Records of labeled points:

_ _ _ _ _ _ _

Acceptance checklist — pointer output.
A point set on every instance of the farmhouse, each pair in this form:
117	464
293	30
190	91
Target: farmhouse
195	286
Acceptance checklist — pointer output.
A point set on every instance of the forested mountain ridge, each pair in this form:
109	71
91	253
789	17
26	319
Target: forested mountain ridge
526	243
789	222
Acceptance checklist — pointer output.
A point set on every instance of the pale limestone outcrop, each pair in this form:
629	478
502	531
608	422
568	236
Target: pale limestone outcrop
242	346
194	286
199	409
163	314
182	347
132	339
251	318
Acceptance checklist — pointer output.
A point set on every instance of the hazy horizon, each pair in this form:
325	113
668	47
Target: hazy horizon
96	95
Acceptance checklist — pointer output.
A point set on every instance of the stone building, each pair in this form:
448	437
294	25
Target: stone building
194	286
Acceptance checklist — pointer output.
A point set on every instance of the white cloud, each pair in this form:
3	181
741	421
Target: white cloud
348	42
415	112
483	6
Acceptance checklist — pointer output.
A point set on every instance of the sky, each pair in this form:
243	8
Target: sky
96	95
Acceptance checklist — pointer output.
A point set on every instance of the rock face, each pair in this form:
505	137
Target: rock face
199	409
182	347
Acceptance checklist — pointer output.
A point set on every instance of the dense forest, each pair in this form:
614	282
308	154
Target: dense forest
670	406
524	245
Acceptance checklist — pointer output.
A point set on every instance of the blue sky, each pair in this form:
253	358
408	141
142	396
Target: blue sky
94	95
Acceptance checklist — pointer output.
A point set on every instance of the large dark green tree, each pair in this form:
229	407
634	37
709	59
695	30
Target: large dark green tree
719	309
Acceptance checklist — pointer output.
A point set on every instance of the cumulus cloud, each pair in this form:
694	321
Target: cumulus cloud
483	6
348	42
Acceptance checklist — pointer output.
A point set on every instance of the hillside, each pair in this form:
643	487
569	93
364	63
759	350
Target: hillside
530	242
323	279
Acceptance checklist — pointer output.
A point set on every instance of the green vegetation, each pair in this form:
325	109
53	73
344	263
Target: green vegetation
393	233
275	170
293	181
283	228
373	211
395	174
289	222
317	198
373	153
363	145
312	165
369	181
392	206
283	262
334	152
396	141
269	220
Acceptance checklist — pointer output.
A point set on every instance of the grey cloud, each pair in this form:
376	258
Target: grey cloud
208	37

_ _ _ _ _ _ _

## Do this
Return all of the entries exactly as they were supplied.

## Task response
Acceptance checklist — pointer output.
A point set on every instance of the farmhouse, each pair in this form:
117	464
293	30
190	91
Target: farmhouse
195	286
Acceptance checklist — pointer output.
A point set on every instance of the forested mountain ridge, each pair in this form:
109	71
91	253
789	17
26	319
Target: forested mountain ridge
526	243
789	222
Acceptance checklist — pointer output.
A point set on every instance of the pale limestone outcrop, each pair in this form:
629	478
502	531
608	422
568	236
Target: pale limestone outcrop
242	346
194	286
199	409
163	314
182	347
132	339
251	318
Acceptance checklist — pointer output.
A point set on every instance of the hazy horizon, each pair in this form:
325	113
668	47
Target: hazy horizon
96	95
Acceptance checklist — pointer output.
A point set on every instance of the stone building, each pair in this form:
448	437
294	25
Target: stone building
194	286
Acceptance checklist — pointer output.
A point set on every instance of the white cloud, each pair in this form:
3	181
741	421
Target: white cloud
348	42
415	112
483	6
Acceptance checklist — pointer output.
A point set on every instance of the sky, each pair in this form:
243	8
Target: sky
96	95
Acceptance checklist — pointer output.
A point set on every instance of the rock face, each pair in this form:
505	137
Target: rock face
199	409
182	347
Acceptance checklist — pointer output.
A point set on every instance of the dense forest, each pair in this form:
614	282
308	154
Target: dense forest
670	406
524	245
Acceptance checklist — pointer output.
A point set on every instance of the blue sky, each pair in this form:
253	358
408	141
142	396
Target: blue sky
94	95
Acceptance checklist — pointer output.
A point set on every instance of the large dark green tree, each pair in this form:
229	407
634	37
709	59
695	30
Target: large dark green tree
719	309
Acceptance checklist — pointer output.
A point set on every instance of the cumulus cloud, each pair in this form:
694	321
Target: cumulus cloud
483	6
348	42
Acceptance checklist — pointer output.
A point set on every instance of the hillside, each pair in this form:
643	487
569	93
364	63
759	350
Target: hillside
530	242
323	279
Acceptance checklist — pointer output.
A point set on every instance of the green vegetation, each pair in this form:
325	109
53	73
344	263
Target: green vegetation
393	233
275	170
293	181
283	228
373	211
395	174
289	222
317	198
373	153
363	145
312	165
369	181
392	206
283	262
334	152
396	141
269	220
Acceptance checklist — pointer output.
A point set on every instance of the grey cloud, each pair in this form:
376	258
Target: grey cloud
208	37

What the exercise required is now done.